*** Entries

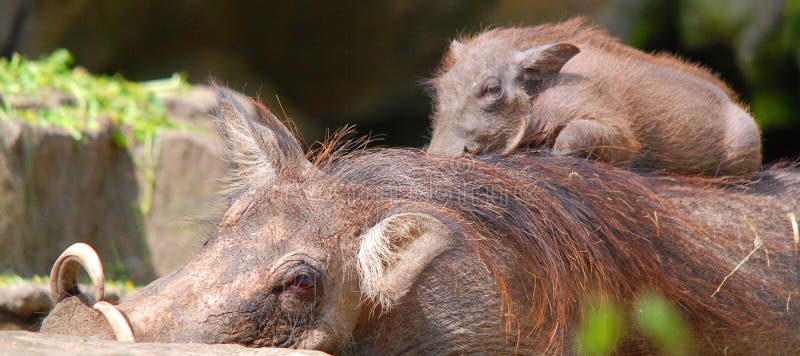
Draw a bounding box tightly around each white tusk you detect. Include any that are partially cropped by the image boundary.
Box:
[92,301,136,342]
[50,242,105,303]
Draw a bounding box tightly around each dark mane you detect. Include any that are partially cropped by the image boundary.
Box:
[321,149,786,353]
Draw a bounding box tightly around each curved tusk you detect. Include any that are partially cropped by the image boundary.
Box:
[92,301,136,342]
[50,242,105,303]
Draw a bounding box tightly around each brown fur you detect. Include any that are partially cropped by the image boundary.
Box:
[40,96,800,354]
[428,18,761,176]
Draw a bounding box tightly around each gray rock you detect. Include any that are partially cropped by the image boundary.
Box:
[0,121,155,282]
[0,86,244,284]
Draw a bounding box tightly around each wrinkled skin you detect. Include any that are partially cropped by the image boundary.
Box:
[427,19,761,176]
[42,90,800,354]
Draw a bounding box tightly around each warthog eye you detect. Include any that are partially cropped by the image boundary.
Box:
[283,272,317,297]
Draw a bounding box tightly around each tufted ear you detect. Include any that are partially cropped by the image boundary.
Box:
[214,86,313,184]
[447,39,467,61]
[514,43,580,79]
[357,213,454,310]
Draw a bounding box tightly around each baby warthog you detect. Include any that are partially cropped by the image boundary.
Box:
[42,88,800,355]
[428,18,761,175]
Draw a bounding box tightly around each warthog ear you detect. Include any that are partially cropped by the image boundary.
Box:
[514,43,580,79]
[215,87,312,184]
[357,213,453,310]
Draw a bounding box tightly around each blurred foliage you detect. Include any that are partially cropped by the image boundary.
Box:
[0,49,188,145]
[576,296,625,355]
[575,292,694,355]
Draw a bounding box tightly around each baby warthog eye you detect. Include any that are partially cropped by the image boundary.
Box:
[480,77,503,97]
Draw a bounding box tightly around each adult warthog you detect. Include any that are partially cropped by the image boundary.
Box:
[42,88,800,354]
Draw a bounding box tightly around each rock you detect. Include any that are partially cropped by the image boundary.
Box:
[0,282,126,331]
[0,86,247,284]
[0,121,155,282]
[0,331,327,356]
[135,130,228,276]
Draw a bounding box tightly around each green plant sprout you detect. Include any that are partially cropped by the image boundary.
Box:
[0,49,189,146]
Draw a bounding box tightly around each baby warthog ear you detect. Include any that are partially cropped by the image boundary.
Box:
[357,213,453,310]
[215,87,313,184]
[514,43,580,77]
[447,39,467,60]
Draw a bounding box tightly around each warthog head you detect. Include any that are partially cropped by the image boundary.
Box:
[42,87,796,354]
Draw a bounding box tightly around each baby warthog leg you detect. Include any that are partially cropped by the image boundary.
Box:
[553,119,640,163]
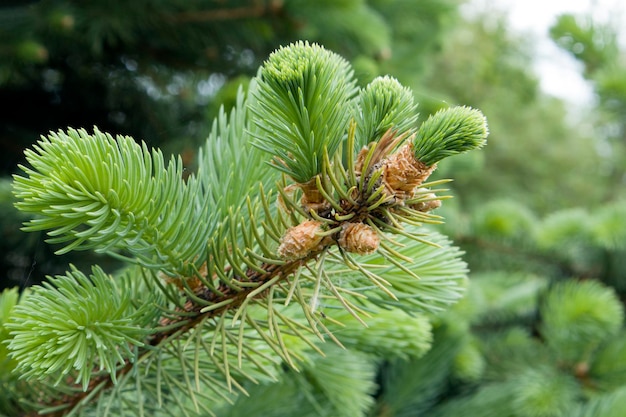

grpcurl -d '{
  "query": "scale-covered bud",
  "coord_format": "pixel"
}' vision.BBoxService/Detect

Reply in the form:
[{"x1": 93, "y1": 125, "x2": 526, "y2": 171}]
[
  {"x1": 338, "y1": 223, "x2": 380, "y2": 255},
  {"x1": 383, "y1": 143, "x2": 437, "y2": 198},
  {"x1": 278, "y1": 220, "x2": 324, "y2": 260}
]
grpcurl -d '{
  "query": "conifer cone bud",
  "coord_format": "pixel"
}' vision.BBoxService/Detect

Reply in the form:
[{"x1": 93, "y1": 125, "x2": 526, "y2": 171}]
[
  {"x1": 338, "y1": 223, "x2": 380, "y2": 255},
  {"x1": 384, "y1": 143, "x2": 437, "y2": 198},
  {"x1": 278, "y1": 220, "x2": 324, "y2": 260}
]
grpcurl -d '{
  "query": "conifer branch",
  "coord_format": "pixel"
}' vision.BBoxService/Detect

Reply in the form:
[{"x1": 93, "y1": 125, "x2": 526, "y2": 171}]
[{"x1": 6, "y1": 42, "x2": 487, "y2": 416}]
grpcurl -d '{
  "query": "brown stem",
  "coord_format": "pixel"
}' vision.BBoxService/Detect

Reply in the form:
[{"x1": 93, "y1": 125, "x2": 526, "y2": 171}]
[{"x1": 22, "y1": 248, "x2": 316, "y2": 417}]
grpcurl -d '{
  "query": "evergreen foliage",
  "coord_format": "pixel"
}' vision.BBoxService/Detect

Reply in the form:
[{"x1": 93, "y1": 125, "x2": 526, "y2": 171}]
[
  {"x1": 0, "y1": 0, "x2": 626, "y2": 417},
  {"x1": 3, "y1": 42, "x2": 487, "y2": 416}
]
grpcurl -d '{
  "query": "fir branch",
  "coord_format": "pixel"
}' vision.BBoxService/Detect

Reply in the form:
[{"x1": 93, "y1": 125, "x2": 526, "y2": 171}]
[
  {"x1": 354, "y1": 76, "x2": 418, "y2": 150},
  {"x1": 250, "y1": 42, "x2": 356, "y2": 183},
  {"x1": 13, "y1": 129, "x2": 214, "y2": 274},
  {"x1": 412, "y1": 107, "x2": 489, "y2": 166}
]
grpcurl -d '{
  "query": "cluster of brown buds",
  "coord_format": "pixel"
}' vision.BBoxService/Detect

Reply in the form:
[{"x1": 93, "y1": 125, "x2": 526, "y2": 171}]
[{"x1": 278, "y1": 130, "x2": 441, "y2": 260}]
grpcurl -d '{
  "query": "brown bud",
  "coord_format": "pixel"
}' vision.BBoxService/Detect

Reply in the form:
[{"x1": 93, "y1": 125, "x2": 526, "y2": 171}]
[
  {"x1": 338, "y1": 223, "x2": 380, "y2": 255},
  {"x1": 278, "y1": 220, "x2": 324, "y2": 260},
  {"x1": 383, "y1": 143, "x2": 437, "y2": 198}
]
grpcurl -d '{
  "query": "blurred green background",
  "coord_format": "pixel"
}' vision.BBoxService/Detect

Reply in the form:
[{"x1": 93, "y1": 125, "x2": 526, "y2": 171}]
[{"x1": 0, "y1": 0, "x2": 626, "y2": 417}]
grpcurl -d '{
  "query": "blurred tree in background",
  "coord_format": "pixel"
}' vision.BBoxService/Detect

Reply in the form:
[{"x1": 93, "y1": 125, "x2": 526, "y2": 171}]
[{"x1": 0, "y1": 0, "x2": 626, "y2": 417}]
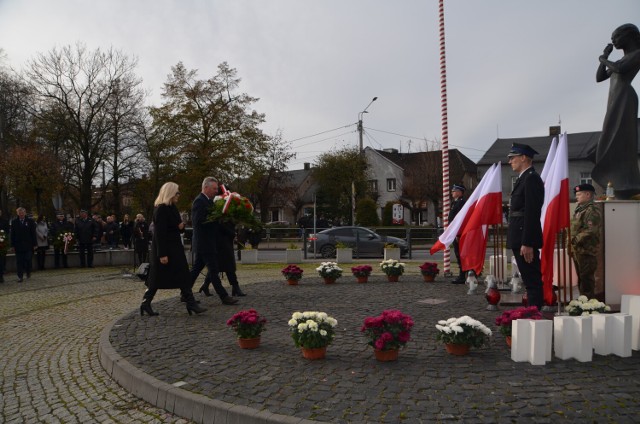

******

* _Aim of the task_: Please reproduce all of the records above with "tightly" changed to "closely" and everything else kept the same. Leave the pictures out.

* _Solution for this task_:
Draw a bounding box closely around each white tusk you detect. Include any that are partially cropped by the image boundary.
Box:
[92,301,136,342]
[50,242,105,303]
Draw a bounding box closely around each dark mane you detect. Include any that are partially cropped by the image boundary.
Box:
[321,149,786,353]
Draw a bounding box closely around each curved tusk you detect. Include any that are partially cropped by the image boundary.
Box:
[92,301,136,342]
[50,242,105,303]
Draw a bounding box closely around each brown fur you detect. Include any that are partially cropped by the image boundary.
Box:
[40,96,800,354]
[428,18,761,176]
Draw a bounding box closely around each gray rock you detect. Include any that are partially cropped by the image boundary.
Box:
[0,121,155,282]
[0,86,244,284]
Draw a bounding box closely around each wrinkled skin you detect. Include any that are partially cropped by the image boundary.
Box:
[427,19,761,176]
[42,90,800,354]
Draw a bounding box closely around each warthog eye you detect. Include any that are partially cropped by the image boundary.
Box:
[283,272,317,297]
Draw a bounding box closely around each tufted ear you detect. Include any that are partially cropped by the image boundary.
Box:
[214,86,313,184]
[447,39,467,61]
[514,43,580,79]
[357,213,454,310]
Draw a bounding box closely around each baby warthog you detect. Include any that are partially cropped by the image boundary.
Box:
[42,88,800,355]
[428,18,761,175]
Draw a bounding box closely around each warthog ear you detect. Include any that are partially cropped by the image boundary.
Box:
[514,43,580,79]
[215,87,312,184]
[357,213,453,310]
Draw a bounding box closely around each blurred foliage you detect. Include any that are partially cropped by the image boundary.
Box:
[0,49,188,145]
[576,296,625,355]
[575,292,694,355]
Draw a bounding box closely around each baby warthog eye you detect. Include any that are partially cropped by the image boundary.
Box:
[480,77,503,97]
Draw a bounding box closely around each adult warthog you detect. Include any that are partially cropped by the image boundary.
Box:
[42,88,800,354]
Draw a bounding box closely around each rock you detect. Include any that are partially cropped by the image boundary.
Box:
[0,282,126,331]
[0,86,247,284]
[0,121,155,282]
[0,331,327,356]
[135,130,228,276]
Draw a bounding box closely around each green plant sprout you detect. Include any that are partially cropped by the image boundary.
Box:
[0,49,189,146]
Draw a bounding box closely around each baby warthog ear you detect. Include any that are partially cropped by the image boundary.
Box:
[357,213,453,310]
[215,87,313,184]
[514,43,580,77]
[447,39,467,60]
Draw a bounding box closely around each warthog head you detect. Include any that are partially cropped by the image boundary.
Box:
[42,87,796,354]
Draw a bounding box closely around each baby warthog leg you detect. Include any that are partially cropped by the image boundary.
Box:
[553,119,640,163]

grpcurl -d '{
  "query": "scale-covered bud",
  "coord_format": "pixel"
}' vision.BBoxService/Detect

Reply in the form:
[{"x1": 93, "y1": 125, "x2": 526, "y2": 171}]
[
  {"x1": 338, "y1": 223, "x2": 380, "y2": 255},
  {"x1": 383, "y1": 143, "x2": 437, "y2": 198},
  {"x1": 278, "y1": 220, "x2": 324, "y2": 260}
]
grpcurl -d '{
  "query": "conifer cone bud",
  "coord_format": "pixel"
}' vision.BBoxService/Detect

Reply in the form:
[{"x1": 93, "y1": 125, "x2": 526, "y2": 171}]
[
  {"x1": 338, "y1": 223, "x2": 380, "y2": 255},
  {"x1": 384, "y1": 143, "x2": 437, "y2": 198},
  {"x1": 278, "y1": 220, "x2": 324, "y2": 260}
]
grpcurl -d '{
  "query": "conifer branch",
  "coord_format": "pixel"
}' vision.BBoxService/Detect

Reply in the form:
[{"x1": 93, "y1": 125, "x2": 526, "y2": 171}]
[{"x1": 6, "y1": 42, "x2": 487, "y2": 416}]
grpcurl -d '{
  "query": "brown stem",
  "coord_format": "pixel"
}' vision.BBoxService/Detect

Reply in the form:
[{"x1": 93, "y1": 125, "x2": 526, "y2": 171}]
[{"x1": 22, "y1": 248, "x2": 316, "y2": 417}]
grpcurl -d '{
  "query": "evergreen foliage",
  "coord_format": "pixel"
}' vision.BBoxService/Detect

Reply in the form:
[{"x1": 93, "y1": 125, "x2": 526, "y2": 171}]
[
  {"x1": 0, "y1": 0, "x2": 626, "y2": 417},
  {"x1": 3, "y1": 42, "x2": 487, "y2": 416}
]
grpcurl -d '{
  "query": "fir branch",
  "coord_format": "pixel"
}' vision.BBoxService/Detect

Reply in the form:
[{"x1": 93, "y1": 125, "x2": 526, "y2": 171}]
[
  {"x1": 354, "y1": 76, "x2": 418, "y2": 150},
  {"x1": 250, "y1": 42, "x2": 356, "y2": 183},
  {"x1": 13, "y1": 129, "x2": 214, "y2": 274},
  {"x1": 412, "y1": 107, "x2": 489, "y2": 166}
]
grpcurl -d '{
  "query": "cluster of brown buds",
  "coord_format": "pixel"
}' vision.BBoxService/Detect

Reply in the form:
[{"x1": 93, "y1": 125, "x2": 526, "y2": 171}]
[{"x1": 278, "y1": 130, "x2": 441, "y2": 260}]
grpcurl -d '{
  "query": "brown bud",
  "coord_format": "pixel"
}' vision.BBoxService/Detect

Reply in the form:
[{"x1": 93, "y1": 125, "x2": 526, "y2": 171}]
[
  {"x1": 338, "y1": 223, "x2": 380, "y2": 255},
  {"x1": 278, "y1": 220, "x2": 324, "y2": 260},
  {"x1": 383, "y1": 143, "x2": 437, "y2": 198}
]
grpcurl -d '{
  "query": "blurred green background",
  "coord_format": "pixel"
}' vision.BBoxService/Detect

Reply in the form:
[{"x1": 93, "y1": 125, "x2": 526, "y2": 171}]
[{"x1": 0, "y1": 0, "x2": 626, "y2": 417}]
grpcurl -d '{
  "query": "blurred tree in background",
  "coord_format": "pixel"
}' vision.BBoxService/Detect

Reply in the form:
[{"x1": 93, "y1": 125, "x2": 526, "y2": 171}]
[{"x1": 0, "y1": 0, "x2": 626, "y2": 417}]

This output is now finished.